SUPPLIED ENTRIES Start Marker
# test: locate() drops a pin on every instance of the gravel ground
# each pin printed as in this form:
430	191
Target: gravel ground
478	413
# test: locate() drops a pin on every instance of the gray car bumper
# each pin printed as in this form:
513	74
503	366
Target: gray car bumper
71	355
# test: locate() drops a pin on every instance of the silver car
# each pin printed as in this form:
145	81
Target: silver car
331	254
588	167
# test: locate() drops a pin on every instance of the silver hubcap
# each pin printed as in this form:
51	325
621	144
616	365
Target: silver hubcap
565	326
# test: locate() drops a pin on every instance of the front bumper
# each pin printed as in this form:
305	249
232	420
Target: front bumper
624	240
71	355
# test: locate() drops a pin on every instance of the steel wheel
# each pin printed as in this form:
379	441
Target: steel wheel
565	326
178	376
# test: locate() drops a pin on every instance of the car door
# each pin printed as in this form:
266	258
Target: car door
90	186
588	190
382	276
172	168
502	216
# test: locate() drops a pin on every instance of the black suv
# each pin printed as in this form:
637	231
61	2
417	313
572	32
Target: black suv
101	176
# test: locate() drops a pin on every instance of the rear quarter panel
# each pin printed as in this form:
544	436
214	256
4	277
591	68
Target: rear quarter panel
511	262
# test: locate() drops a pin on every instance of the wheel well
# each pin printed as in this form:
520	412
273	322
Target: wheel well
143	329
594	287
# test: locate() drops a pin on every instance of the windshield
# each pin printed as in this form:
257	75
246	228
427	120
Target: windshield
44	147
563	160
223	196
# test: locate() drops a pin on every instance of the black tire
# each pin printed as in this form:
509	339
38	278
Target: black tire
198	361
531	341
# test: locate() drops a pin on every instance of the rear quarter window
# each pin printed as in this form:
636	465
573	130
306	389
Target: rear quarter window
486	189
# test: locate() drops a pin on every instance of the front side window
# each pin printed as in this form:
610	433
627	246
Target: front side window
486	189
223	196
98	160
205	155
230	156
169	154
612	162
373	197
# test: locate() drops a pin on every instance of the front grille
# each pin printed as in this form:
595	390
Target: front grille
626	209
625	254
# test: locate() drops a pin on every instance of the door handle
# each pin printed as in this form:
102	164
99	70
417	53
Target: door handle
SUPPLIED ENTRIES End Marker
EXERCISE REQUIREMENTS:
What do the lines above say from the one containing "Target: black tire" down to the one containing "the door handle"? Return them exactly, both end lines included, and only them.

ANSWER TO THE PROBLEM:
Target: black tire
198	361
531	341
# test: locate() drops a pin on every instance of the rear quarter window
# each pin printed as in this form:
636	465
573	130
306	389
Target: rear quarter window
486	189
# test: locate() drops a pin on every instance of the front side window
# each pin printed as in this form:
610	433
627	246
Target: front side window
486	189
223	196
98	160
205	155
230	156
169	154
612	162
373	197
# test: locate() drops a pin on every instance of the front grille
# each pin printed as in this form:
595	390
Target: front grille
626	209
625	254
# test: locate() drops a pin on every instance of the door handle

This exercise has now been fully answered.